A run of records
┏━━

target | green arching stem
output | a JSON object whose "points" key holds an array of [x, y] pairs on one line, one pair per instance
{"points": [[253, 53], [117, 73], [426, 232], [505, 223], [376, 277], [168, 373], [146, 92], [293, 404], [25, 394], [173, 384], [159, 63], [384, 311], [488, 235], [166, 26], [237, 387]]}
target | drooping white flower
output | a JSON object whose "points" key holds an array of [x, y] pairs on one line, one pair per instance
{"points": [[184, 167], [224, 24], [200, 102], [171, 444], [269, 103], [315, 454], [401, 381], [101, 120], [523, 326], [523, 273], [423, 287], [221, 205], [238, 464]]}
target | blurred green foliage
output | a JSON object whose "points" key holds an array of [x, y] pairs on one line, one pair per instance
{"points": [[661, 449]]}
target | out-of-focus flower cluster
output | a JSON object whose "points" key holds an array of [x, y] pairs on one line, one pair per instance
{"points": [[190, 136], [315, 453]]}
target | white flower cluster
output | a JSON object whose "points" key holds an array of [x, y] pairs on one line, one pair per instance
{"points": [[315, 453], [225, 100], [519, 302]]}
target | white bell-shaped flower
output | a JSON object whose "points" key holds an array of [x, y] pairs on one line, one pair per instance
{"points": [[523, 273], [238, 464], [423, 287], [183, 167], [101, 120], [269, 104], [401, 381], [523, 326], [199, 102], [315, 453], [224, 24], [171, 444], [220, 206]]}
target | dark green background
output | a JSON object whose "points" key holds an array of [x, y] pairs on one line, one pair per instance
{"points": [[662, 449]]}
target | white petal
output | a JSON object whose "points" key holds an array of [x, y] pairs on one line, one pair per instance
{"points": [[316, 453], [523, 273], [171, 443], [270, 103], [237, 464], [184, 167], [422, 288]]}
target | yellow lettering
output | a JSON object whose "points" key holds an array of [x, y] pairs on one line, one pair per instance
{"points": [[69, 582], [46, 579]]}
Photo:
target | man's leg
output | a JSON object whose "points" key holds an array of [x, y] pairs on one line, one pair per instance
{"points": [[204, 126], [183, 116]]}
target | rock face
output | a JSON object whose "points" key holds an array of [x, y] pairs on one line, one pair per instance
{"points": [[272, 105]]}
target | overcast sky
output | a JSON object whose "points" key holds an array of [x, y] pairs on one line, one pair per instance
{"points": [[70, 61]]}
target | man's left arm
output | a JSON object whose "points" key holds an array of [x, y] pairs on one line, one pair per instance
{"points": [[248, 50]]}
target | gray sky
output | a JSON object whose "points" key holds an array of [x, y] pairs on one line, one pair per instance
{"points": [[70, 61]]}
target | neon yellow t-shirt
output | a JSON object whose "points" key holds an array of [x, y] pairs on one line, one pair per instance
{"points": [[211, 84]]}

┗━━

▶ **TASK DETAILS**:
Take the listing above and write it out again exactly.

▶ **ANSWER TO THE TASK**:
target | green arching stem
output | a JSON object whose "points" key holds an array of [x, y] pairs on one line, one pair per instance
{"points": [[253, 53], [117, 73], [426, 232], [505, 223], [376, 277], [168, 373], [146, 92], [293, 404], [25, 394], [173, 384], [159, 63], [384, 311], [488, 235], [166, 26], [237, 387]]}
target | drooping white flower
output | a JSON object whose "points" key holds an array of [x, y] pairs on one line, one pair per instance
{"points": [[184, 167], [224, 24], [200, 102], [171, 444], [269, 103], [315, 454], [401, 381], [101, 120], [523, 326], [523, 273], [423, 287], [221, 205], [238, 464]]}
target | blurred green foliage
output | a JSON object whose "points" key holds an array of [x, y] pairs on one line, one pair per instance
{"points": [[661, 449]]}
target | out-of-focus flower cluster
output | a JSON object whose "points" key holds an array of [x, y] pairs on one line, one pair per instance
{"points": [[190, 136], [315, 453]]}
target | white flower cluster
output | a JSON object whose "points" key holds an array of [x, y] pairs on one line, one pair per instance
{"points": [[315, 453], [225, 100], [519, 302]]}
target | white bell-shaped flower
output | a JSON object whose "points" key holds an array of [x, y] pairs on one line, one pair per instance
{"points": [[523, 273], [238, 464], [423, 287], [183, 167], [101, 120], [269, 104], [401, 381], [523, 326], [199, 102], [315, 453], [224, 24], [171, 444], [220, 206]]}
target | dark green background
output | a JSON object whose "points" key holds an array of [x, y] pairs on one line, one pair per instance
{"points": [[662, 449]]}
target | white petal
output | a JSON object whose "points" key holds an array of [x, y] pairs on one line, one pair per instance
{"points": [[316, 453], [523, 273], [171, 443], [270, 103], [237, 464], [184, 167], [422, 288]]}
target | yellow lettering
output | a JSON object whose "points" key holds an array of [x, y] pairs on one line, one pair per instance
{"points": [[69, 582], [46, 579]]}
Photo:
target | man's leg
output | a JSON object whose "points" key holds an array of [x, y] pairs on one line, one pair per instance
{"points": [[204, 126], [183, 116]]}
target | rock face
output | a JSON object whose "points" key holds an array of [x, y] pairs on one line, one pair per instance
{"points": [[272, 105]]}
target | overcast sky
output | a JSON object whose "points" key holds an array of [x, y] pairs on one line, one pair per instance
{"points": [[70, 61]]}
target | man's left arm
output | a JSON object whose "points" key holds an array of [x, y] pairs on one line, one pair per instance
{"points": [[248, 50]]}
target | gray sky
output | a JSON object whose "points" key holds an array of [x, y] pairs on one line, one pair per instance
{"points": [[70, 61]]}
target | neon yellow t-shirt
output | a JSON object whose "points" key holds an array of [x, y] pairs on one line, one pair per instance
{"points": [[211, 84]]}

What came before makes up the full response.